> **PROBLEM TO WORK ON**
Copy out the material below word for word, from the line containing "Where can the green stem" through the end of the material, including both of those lines.

********

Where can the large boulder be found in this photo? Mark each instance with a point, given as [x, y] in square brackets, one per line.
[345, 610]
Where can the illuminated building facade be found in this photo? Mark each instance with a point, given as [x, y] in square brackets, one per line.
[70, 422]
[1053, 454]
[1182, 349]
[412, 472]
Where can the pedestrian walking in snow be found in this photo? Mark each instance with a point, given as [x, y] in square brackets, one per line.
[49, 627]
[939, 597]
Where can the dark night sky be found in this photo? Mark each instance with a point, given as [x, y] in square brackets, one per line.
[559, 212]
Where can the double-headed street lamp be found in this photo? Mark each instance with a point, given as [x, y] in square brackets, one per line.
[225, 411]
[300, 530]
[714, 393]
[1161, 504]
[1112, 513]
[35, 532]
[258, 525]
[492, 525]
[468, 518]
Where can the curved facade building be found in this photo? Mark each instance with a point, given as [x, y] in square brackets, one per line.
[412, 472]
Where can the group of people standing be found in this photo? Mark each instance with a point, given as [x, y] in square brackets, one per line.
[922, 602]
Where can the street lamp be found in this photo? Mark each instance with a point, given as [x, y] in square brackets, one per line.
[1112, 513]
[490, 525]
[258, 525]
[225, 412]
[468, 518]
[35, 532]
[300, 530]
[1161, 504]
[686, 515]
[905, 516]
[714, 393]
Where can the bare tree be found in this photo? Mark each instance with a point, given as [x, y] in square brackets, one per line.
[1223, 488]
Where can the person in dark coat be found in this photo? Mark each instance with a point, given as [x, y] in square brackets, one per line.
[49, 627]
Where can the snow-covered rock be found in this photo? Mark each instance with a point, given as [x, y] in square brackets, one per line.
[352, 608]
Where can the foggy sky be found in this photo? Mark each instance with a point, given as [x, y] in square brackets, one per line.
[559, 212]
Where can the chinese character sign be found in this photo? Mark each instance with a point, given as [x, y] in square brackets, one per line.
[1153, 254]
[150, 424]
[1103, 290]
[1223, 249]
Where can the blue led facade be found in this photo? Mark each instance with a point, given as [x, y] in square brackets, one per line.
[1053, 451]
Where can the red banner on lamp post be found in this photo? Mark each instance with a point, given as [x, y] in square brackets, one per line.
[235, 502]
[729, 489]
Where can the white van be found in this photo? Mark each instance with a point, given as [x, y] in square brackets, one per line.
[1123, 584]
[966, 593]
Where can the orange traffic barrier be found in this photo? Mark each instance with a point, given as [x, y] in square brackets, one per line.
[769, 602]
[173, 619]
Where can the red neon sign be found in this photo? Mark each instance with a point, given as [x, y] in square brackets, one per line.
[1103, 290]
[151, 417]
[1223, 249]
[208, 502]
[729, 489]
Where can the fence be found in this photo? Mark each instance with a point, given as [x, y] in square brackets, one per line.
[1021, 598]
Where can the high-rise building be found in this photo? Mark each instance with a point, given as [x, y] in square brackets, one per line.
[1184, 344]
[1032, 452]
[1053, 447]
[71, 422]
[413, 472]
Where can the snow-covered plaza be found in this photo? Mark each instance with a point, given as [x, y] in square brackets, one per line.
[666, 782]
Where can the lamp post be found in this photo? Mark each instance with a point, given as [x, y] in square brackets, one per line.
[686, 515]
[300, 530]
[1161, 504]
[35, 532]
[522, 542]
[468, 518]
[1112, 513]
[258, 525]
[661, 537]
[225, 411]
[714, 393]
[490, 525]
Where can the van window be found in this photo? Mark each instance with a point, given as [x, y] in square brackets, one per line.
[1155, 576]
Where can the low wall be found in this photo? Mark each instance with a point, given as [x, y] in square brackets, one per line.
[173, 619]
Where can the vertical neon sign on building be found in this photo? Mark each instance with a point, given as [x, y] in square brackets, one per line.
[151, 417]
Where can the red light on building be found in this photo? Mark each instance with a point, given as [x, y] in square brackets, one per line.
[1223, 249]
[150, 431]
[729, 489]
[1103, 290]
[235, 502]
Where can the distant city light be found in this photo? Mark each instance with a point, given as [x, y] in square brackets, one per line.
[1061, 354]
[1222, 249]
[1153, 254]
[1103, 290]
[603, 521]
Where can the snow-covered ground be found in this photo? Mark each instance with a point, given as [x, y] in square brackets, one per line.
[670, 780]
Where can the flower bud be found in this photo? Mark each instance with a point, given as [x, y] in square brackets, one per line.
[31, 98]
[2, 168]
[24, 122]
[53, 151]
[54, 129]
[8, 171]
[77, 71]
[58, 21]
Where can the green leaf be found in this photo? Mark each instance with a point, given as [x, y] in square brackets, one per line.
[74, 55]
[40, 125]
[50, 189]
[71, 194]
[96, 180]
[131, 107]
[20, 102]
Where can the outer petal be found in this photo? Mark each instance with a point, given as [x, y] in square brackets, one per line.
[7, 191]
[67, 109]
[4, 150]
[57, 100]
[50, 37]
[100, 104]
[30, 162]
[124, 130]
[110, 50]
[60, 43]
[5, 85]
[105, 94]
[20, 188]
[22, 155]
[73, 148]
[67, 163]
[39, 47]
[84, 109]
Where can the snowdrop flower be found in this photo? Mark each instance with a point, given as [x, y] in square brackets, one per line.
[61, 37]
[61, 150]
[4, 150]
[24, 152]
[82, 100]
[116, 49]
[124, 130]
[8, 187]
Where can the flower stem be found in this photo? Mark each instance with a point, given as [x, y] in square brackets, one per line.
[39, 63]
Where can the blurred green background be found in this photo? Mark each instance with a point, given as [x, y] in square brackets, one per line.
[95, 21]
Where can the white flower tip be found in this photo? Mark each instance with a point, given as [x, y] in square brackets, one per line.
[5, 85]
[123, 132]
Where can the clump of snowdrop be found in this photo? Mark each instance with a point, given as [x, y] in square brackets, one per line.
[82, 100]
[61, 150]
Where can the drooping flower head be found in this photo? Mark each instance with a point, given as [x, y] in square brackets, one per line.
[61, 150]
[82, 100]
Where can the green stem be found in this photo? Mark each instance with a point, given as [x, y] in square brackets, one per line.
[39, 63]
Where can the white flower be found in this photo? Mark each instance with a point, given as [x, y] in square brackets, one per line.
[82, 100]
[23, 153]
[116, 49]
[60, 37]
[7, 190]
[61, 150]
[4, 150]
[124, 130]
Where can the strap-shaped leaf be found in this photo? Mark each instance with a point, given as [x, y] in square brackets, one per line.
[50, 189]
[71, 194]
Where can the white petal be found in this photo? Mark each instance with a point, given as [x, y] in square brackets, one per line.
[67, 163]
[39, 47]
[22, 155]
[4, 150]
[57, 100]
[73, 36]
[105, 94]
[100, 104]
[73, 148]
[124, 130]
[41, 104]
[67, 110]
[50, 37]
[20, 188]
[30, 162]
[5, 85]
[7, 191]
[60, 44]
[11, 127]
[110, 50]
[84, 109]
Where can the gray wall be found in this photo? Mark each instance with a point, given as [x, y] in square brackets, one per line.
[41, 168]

********

> **RESULT FOR THIS EXERCISE**
Where can the green stem be found in this photo? Mark each instance with a point, given as [x, y] in square brackets, one per line.
[39, 63]
Where can the white flower be found in this photo? Mark each instance with a point, given as [x, y] in square brackets, one per line.
[82, 100]
[23, 153]
[116, 49]
[60, 37]
[7, 190]
[61, 150]
[4, 150]
[124, 130]
Where can the strap-shaped leaf be found in this photo? Mark each instance with a point, given as [x, y] in square brackets, one per line.
[50, 189]
[71, 194]
Where can the white petal be found in this photo? Mark each instance with a point, given as [x, y] in square brackets, one per line.
[67, 163]
[39, 47]
[22, 155]
[4, 150]
[57, 100]
[73, 36]
[105, 94]
[100, 104]
[73, 148]
[124, 130]
[41, 104]
[67, 110]
[50, 37]
[20, 188]
[30, 162]
[5, 85]
[7, 191]
[60, 44]
[11, 127]
[110, 50]
[84, 109]
Where can the gray wall be found in this photo? Mark each instance with a point, given as [x, y] in square brackets, one per line.
[41, 168]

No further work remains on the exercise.